▶ _What you are asked to do_
Return every record below exactly as written, but leave out the pictures.

▶ _Extracted records_

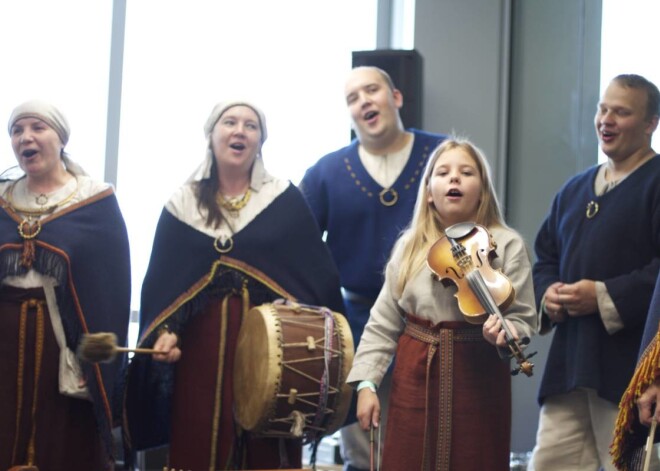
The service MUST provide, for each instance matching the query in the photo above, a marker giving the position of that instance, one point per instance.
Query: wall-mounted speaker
(406, 69)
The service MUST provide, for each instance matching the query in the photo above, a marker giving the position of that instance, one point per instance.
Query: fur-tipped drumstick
(102, 348)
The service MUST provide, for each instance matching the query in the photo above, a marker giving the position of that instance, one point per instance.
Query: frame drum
(290, 371)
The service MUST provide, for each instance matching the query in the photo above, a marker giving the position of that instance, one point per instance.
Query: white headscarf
(204, 170)
(54, 118)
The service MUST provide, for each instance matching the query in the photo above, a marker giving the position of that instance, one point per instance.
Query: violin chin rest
(460, 230)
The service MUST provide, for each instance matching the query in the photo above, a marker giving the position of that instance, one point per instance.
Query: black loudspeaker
(405, 68)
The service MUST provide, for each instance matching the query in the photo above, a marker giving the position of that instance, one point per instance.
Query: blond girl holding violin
(450, 405)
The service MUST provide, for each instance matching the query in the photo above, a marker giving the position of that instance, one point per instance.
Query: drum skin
(278, 371)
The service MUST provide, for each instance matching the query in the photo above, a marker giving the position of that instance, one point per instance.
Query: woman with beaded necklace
(230, 238)
(64, 271)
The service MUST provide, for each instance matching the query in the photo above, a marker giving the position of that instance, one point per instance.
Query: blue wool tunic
(620, 246)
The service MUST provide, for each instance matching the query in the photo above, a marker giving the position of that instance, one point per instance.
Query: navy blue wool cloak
(85, 248)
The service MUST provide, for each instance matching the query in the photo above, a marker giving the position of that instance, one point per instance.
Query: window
(629, 44)
(49, 53)
(182, 57)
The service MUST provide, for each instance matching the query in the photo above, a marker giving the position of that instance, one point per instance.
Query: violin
(462, 257)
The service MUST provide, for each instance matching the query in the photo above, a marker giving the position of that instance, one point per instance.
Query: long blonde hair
(425, 227)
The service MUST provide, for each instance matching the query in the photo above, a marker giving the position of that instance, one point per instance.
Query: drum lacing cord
(329, 334)
(39, 347)
(218, 386)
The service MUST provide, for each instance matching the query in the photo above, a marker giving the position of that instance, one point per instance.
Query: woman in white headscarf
(231, 237)
(64, 271)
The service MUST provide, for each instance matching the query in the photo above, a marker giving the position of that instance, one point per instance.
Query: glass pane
(290, 57)
(59, 52)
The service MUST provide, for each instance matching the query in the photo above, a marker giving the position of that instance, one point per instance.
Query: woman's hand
(167, 344)
(368, 410)
(493, 332)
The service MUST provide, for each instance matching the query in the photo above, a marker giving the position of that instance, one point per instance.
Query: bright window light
(290, 57)
(59, 52)
(629, 44)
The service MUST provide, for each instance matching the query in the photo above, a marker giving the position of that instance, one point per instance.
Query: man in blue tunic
(363, 196)
(598, 256)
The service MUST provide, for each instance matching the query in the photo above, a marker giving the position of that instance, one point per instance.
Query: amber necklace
(592, 206)
(233, 205)
(37, 212)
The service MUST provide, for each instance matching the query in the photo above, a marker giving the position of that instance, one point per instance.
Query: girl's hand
(167, 343)
(647, 404)
(493, 332)
(368, 410)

▶ _Answer below_
The service MUST provide, for each instance matching the query in the photo above, a marker giving the position of that instance, one point per instance.
Query: wall-mounted speaker
(406, 69)
The service MUST provide, for each instance matching the query in the photo above, a marker giving the position of that instance, one point per instance.
Query: fur-tipped drumstick
(102, 348)
The service MUST provide, for each instance matching the query in the photo above, a marker giving the position of that instance, one point per instance.
Query: frame drum
(290, 371)
The service MUST provide, for each instance matching the query in the photo above, a marker giving the position of that instance, one point per instance.
Query: white headscarf
(204, 170)
(54, 118)
The service MUST provide, for each instance matching the query in the photo above, a marker giving the position of that instance, one point per instance.
Query: violin chin rest
(460, 230)
The service MUST provide, for each instance matching the query in the photo above, a marker giving the position of that instance, one point per instance.
Query: black loudspeaker
(405, 68)
The service MUST provide, for each instance matching the query in the photo above, a marker giving the position of that instance, one point per instance.
Query: blond girl holding violin
(450, 405)
The service MUST provide, for each instance matching the query in the photo above, a marker giving the position of that instance, one point per instance.
Query: drum skin
(278, 371)
The service MUST provide, for each instance matching the query in the photo above, a marker giving the position of that instance, one point per instance.
Query: woman with beaded necklace
(230, 238)
(64, 271)
The service MUST provide, for each instance matching the query in the photo above, a marker giving the position of that instance, one point per instance.
Query: blue wool tunic
(620, 246)
The service MUST provide, for each instance matching the query in the photo above, a marker giving the position of that instance, one point per instance.
Query: navy blue wool cloak
(85, 248)
The service MUST provide, for each instance matching the query in the photo above, a marker giving the position of that instance, one point per instance.
Query: window
(629, 44)
(49, 53)
(182, 57)
The service MUST provide, for each instance matching the query in the photo above, a marker giving the position of that instance, one point per instance.
Query: violin
(462, 257)
The service MUST provide, for each instance matching the query in the photo above, a marker giving the position of that instance, one point per instance.
Query: long blonde hair
(425, 227)
The service MUST provide, for each instance matching the query in the photo above, a marker giving the position of that instance, one point per instance.
Query: drum lacing cord
(329, 334)
(39, 347)
(218, 386)
The service MUST provide, for each instance matching the query in the photo above, a marker giving the position of that instance, one point per instance.
Query: woman in white headscarf
(231, 237)
(64, 271)
The service MUST provide, for each instance matching the query in the photo above, a marker giving the position of that instance, one point per instance.
Query: glass pane
(290, 57)
(59, 52)
The service MUST provide, for each instance matching the query in the photo above, a marker giving the position of that instance, one point per instance.
Query: woman's hand
(167, 344)
(368, 410)
(493, 332)
The service MUST provide, for each instance matching the query in the photo above, a marker giving the position of that instance, one point per instance.
Query: bright window light
(290, 57)
(59, 52)
(629, 44)
The service MUST provide, for each instance matching the query in the photo above, a marker giving the position of that instance, one point per instance.
Query: man in blue tunic
(363, 196)
(598, 256)
The service MUST provide, for each instance matching the query in the photo above, a marker giving the position of that instance, one point per instance.
Query: amber necklace
(592, 206)
(233, 205)
(37, 212)
The service MUST provide, for each instance matching the query in the photo above, a marker giving the position of that instance, one point per instance.
Query: girl's hand
(167, 343)
(647, 404)
(493, 332)
(368, 410)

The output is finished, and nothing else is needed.